【UFN34】UFC出陣、川尻達也(03)「いつも通りに戦い、結果出す」
【写真】言葉を聞くほどに楽しみになってくる川尻のUFC参戦だ (C)MMAPLANET
2014年1月4日(土・現地時間)、シンガポールのマリナベイ・サンズで開催されるUFN34「Ellenberger vs Saffiedine」で、ハクラン・ディアズと戦うことが決定した川尻達也インタビュー最終回。
誰もが高い壁のように感じるUFC参戦に対し、川尻は平常心で挑む。平常心の大切さを知った裏には2011年4月のギルバート・メレンデス戦が存在した。
<川尻達也インタビュー、Part.01はコチラから>
<川尻達也インタビュー、Part.02はコチラから>
――ギルバート・メレンデス戦、2011年4月にサンディエゴで行われた試合ですね。
「あの時は海外とかってことじゃなくて、東日本大震災の影響で練習もまともにできなかった。ケージに立って試合を成立させた時点で、全てを使い果たしたっていう気がしたぐらいだったんです。色んな人に試合に出ることを止められました。でも、あの状態で試合に出ないなんて選択はできなかった……。
【写真】2011年4月9日、東日本大震災後から1カ月経たないうちにストライクフォースでのギルバート・メレンデス戦を迎えた川尻。精神的にあれ以上、厳しい状況はないと断言する(C)GONGKAKUTOGI
辻褄を合せて、何とかケージに立った時点で全てのパワーを使い果たし、まともに試合ができる状態ではなかった。あの時と比較すれば、プレッシャーも環境的にも、辛いことは格闘技人生では起きない。海外での試合も、シンガポールでなくても、米国だったら問題ないって今は思っています。まぁ、ブラジルでジョゼ・アルドと戦うとか以外は大丈夫です(笑)」
――同じUFCとの契約でも、下から上がっていく選手と、世界を睨んで戦う選手と2種類がありますが、ここでジョゼ・アルドの名前が出てくるということは、そのつもりのUFC参戦ということで理解しても良いですね。
「もう若くないですし、『一戦一戦、キャリアを積んで頑張ります』って言うつもりは全くないです。実際には厳しいですが、初戦でアルドでも構わないぐらいの気持ちでいます」

課題 A
インタビュー記事にある「誰もが高い壁のように感じるUFC参戦に対し、川尻は平常心で挑む。」という一文を英語に訳してください。
レコードはインタビュー記事とは関係ありません。

セグメンテーション注釈のレコード
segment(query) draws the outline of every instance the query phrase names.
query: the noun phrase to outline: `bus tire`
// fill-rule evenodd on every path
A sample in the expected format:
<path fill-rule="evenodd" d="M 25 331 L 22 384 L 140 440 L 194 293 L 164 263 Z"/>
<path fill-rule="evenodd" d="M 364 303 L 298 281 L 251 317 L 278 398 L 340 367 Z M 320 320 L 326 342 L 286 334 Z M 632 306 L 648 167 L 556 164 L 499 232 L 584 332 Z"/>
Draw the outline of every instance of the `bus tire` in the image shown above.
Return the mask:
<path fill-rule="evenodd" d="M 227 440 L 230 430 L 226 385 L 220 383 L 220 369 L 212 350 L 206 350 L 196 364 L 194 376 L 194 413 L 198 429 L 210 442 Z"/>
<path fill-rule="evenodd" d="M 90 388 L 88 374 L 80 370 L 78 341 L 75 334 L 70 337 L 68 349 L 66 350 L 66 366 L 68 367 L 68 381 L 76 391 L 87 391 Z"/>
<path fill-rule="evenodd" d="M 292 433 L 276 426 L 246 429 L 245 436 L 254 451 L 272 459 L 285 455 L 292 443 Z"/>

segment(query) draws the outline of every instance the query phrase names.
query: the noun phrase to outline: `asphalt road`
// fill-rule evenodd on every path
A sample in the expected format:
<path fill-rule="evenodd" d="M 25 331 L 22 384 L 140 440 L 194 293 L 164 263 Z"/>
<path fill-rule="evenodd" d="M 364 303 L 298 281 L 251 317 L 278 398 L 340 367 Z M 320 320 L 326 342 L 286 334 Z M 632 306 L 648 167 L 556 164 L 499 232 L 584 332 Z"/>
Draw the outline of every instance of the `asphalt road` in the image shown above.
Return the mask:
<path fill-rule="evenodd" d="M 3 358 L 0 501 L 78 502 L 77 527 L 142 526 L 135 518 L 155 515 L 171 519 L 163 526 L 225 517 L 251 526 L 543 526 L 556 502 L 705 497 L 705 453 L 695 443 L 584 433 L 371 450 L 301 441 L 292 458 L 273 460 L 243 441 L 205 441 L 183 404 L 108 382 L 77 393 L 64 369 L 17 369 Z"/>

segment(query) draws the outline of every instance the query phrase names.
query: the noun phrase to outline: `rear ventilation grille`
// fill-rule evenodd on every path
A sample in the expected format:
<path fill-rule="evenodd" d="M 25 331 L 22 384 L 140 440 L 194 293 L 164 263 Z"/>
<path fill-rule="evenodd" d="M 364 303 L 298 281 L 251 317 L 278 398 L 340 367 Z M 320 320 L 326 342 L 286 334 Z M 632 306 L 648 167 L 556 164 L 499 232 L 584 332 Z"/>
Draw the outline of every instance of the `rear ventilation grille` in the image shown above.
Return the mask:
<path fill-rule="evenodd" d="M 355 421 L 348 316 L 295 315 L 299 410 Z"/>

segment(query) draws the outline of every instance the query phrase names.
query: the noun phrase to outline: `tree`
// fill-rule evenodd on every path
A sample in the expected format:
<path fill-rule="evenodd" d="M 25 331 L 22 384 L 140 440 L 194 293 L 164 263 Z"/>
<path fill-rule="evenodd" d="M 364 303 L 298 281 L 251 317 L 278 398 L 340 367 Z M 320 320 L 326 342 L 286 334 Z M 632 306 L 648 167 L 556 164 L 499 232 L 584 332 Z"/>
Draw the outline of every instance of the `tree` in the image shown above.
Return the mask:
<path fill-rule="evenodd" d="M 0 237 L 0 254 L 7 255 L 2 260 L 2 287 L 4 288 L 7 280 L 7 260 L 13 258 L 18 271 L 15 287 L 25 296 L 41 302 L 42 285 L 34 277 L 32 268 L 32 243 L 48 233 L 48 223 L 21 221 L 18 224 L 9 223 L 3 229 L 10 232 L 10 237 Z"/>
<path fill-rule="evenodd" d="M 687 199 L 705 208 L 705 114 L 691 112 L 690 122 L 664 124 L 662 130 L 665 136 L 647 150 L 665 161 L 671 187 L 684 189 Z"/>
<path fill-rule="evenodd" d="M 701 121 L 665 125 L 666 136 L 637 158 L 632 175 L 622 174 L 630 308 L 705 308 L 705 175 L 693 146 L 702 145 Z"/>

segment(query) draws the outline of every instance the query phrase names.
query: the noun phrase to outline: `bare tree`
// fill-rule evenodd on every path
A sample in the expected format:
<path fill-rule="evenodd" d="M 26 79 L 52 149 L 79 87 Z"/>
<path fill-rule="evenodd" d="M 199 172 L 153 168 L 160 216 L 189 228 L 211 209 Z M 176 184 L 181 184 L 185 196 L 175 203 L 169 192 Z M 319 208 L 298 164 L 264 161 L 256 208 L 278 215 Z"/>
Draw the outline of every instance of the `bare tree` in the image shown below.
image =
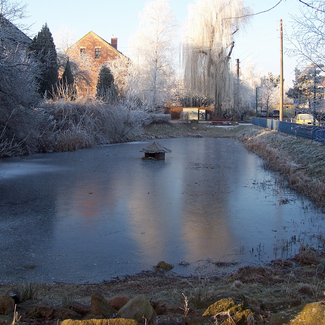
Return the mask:
<path fill-rule="evenodd" d="M 139 96 L 152 105 L 155 111 L 163 105 L 175 72 L 174 40 L 178 25 L 170 1 L 147 2 L 139 15 L 138 29 L 131 39 L 135 87 Z"/>
<path fill-rule="evenodd" d="M 183 47 L 186 86 L 191 94 L 214 98 L 218 117 L 223 101 L 232 104 L 229 59 L 234 35 L 251 12 L 242 0 L 198 0 L 188 6 Z"/>
<path fill-rule="evenodd" d="M 0 138 L 14 136 L 18 142 L 30 132 L 26 124 L 32 122 L 33 106 L 40 99 L 36 81 L 40 64 L 27 49 L 31 40 L 12 22 L 24 18 L 25 10 L 20 3 L 0 0 Z"/>
<path fill-rule="evenodd" d="M 70 26 L 60 26 L 60 30 L 54 33 L 53 38 L 58 54 L 66 52 L 77 40 L 77 30 Z"/>
<path fill-rule="evenodd" d="M 300 8 L 300 14 L 291 16 L 293 25 L 291 35 L 286 36 L 292 46 L 287 52 L 299 58 L 298 63 L 306 65 L 311 62 L 325 71 L 325 1 L 308 2 Z"/>

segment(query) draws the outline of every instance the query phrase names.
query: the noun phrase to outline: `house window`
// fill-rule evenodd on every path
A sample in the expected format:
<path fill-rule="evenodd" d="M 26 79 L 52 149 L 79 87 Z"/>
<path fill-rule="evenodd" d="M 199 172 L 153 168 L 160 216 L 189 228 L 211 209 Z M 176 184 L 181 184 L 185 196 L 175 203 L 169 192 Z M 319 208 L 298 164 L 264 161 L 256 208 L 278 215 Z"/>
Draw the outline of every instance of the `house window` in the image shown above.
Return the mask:
<path fill-rule="evenodd" d="M 98 47 L 95 49 L 95 58 L 100 58 L 100 49 Z"/>

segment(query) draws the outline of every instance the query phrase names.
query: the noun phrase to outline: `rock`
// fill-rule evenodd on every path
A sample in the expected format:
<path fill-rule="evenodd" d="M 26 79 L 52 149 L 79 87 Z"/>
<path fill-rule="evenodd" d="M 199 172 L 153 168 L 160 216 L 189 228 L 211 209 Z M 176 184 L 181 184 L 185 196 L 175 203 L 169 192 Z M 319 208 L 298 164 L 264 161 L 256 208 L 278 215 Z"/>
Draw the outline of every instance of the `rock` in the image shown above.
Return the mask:
<path fill-rule="evenodd" d="M 184 314 L 184 311 L 181 309 L 181 308 L 184 308 L 184 306 L 179 303 L 173 302 L 168 304 L 164 301 L 158 301 L 153 304 L 151 303 L 151 306 L 157 315 L 177 313 L 183 315 Z"/>
<path fill-rule="evenodd" d="M 320 325 L 324 324 L 324 301 L 289 308 L 269 318 L 269 325 Z"/>
<path fill-rule="evenodd" d="M 69 318 L 75 319 L 81 318 L 79 314 L 72 309 L 60 307 L 55 308 L 51 317 L 53 318 L 60 319 L 66 319 Z"/>
<path fill-rule="evenodd" d="M 207 322 L 206 317 L 193 317 L 187 322 L 187 325 L 201 325 L 202 324 L 206 324 Z"/>
<path fill-rule="evenodd" d="M 15 309 L 15 300 L 9 296 L 0 296 L 0 314 L 8 315 Z"/>
<path fill-rule="evenodd" d="M 85 316 L 86 314 L 90 312 L 91 309 L 89 306 L 86 306 L 76 301 L 70 301 L 62 305 L 62 307 L 67 309 L 71 309 L 81 315 L 83 317 Z"/>
<path fill-rule="evenodd" d="M 264 311 L 269 311 L 276 314 L 280 310 L 291 307 L 296 307 L 301 305 L 301 300 L 287 300 L 278 303 L 265 302 L 260 305 L 260 308 Z"/>
<path fill-rule="evenodd" d="M 40 304 L 35 307 L 35 312 L 44 318 L 51 316 L 54 311 L 54 307 L 46 303 Z"/>
<path fill-rule="evenodd" d="M 149 299 L 145 295 L 139 294 L 122 307 L 117 315 L 121 318 L 136 319 L 139 323 L 144 322 L 144 317 L 148 323 L 155 313 Z"/>
<path fill-rule="evenodd" d="M 127 296 L 116 296 L 109 300 L 108 303 L 111 307 L 113 307 L 116 310 L 118 310 L 130 300 L 131 299 Z"/>
<path fill-rule="evenodd" d="M 61 322 L 61 325 L 138 325 L 138 323 L 134 319 L 114 318 L 110 319 L 92 319 L 83 320 L 66 319 Z"/>
<path fill-rule="evenodd" d="M 21 299 L 21 295 L 20 294 L 20 292 L 18 290 L 16 290 L 16 289 L 13 289 L 12 290 L 7 291 L 6 295 L 11 297 L 15 301 L 15 303 L 16 305 L 20 303 L 20 299 Z"/>
<path fill-rule="evenodd" d="M 250 309 L 247 309 L 237 313 L 231 316 L 231 318 L 236 325 L 246 325 L 250 315 L 253 315 L 252 311 Z M 229 321 L 227 320 L 222 323 L 221 325 L 228 325 L 229 324 Z"/>
<path fill-rule="evenodd" d="M 108 302 L 101 294 L 95 293 L 93 295 L 90 314 L 102 315 L 105 318 L 110 318 L 116 312 L 116 310 L 110 306 Z"/>
<path fill-rule="evenodd" d="M 231 316 L 237 313 L 243 312 L 246 309 L 242 301 L 235 300 L 233 298 L 220 299 L 209 306 L 202 315 L 202 317 L 212 317 L 219 313 L 227 312 L 228 311 Z"/>
<path fill-rule="evenodd" d="M 157 268 L 162 268 L 163 270 L 170 270 L 174 267 L 171 264 L 164 262 L 163 261 L 161 261 L 158 262 L 156 267 Z"/>
<path fill-rule="evenodd" d="M 91 314 L 87 314 L 83 318 L 85 319 L 104 319 L 105 318 L 102 315 L 92 315 Z"/>
<path fill-rule="evenodd" d="M 196 309 L 195 310 L 191 311 L 188 315 L 188 316 L 191 319 L 192 318 L 201 317 L 201 316 L 204 313 L 205 311 L 205 309 Z M 206 320 L 206 318 L 205 318 L 205 320 Z"/>
<path fill-rule="evenodd" d="M 252 309 L 248 305 L 247 301 L 245 296 L 241 294 L 229 293 L 228 294 L 220 294 L 218 296 L 212 297 L 206 300 L 201 302 L 198 306 L 198 309 L 206 309 L 211 305 L 218 301 L 221 299 L 231 298 L 237 304 L 242 304 L 242 310 L 245 310 L 249 308 Z"/>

課題 B
レコードの最初の行から始めて「227 440 L 230」を含む行で終わる部分だけを、「bus tire」を「wheel」に置き換え、ほかはそのままにして書き直してください。

解答 A
Kawajiri is facing his entry into the UFC, which everyone feels is like a high wall, with a calm, everyday mindset.

解答 B
segment(query) draws the outline of every instance the query phrase names.
query: the noun phrase to outline: `wheel`
// fill-rule evenodd on every path
A sample in the expected format:
<path fill-rule="evenodd" d="M 25 331 L 22 384 L 140 440 L 194 293 L 164 263 Z"/>
<path fill-rule="evenodd" d="M 364 303 L 298 281 L 251 317 L 278 398 L 340 367 Z M 320 320 L 326 342 L 286 334 Z M 632 306 L 648 167 L 556 164 L 499 232 L 584 332 Z"/>
Draw the outline of every instance of the `wheel` in the image shown above.
Return the mask:
<path fill-rule="evenodd" d="M 227 440 L 230 430 L 226 385 L 220 383 L 220 369 L 212 350 L 206 350 L 196 364 L 194 376 L 194 413 L 198 429 L 210 442 Z"/>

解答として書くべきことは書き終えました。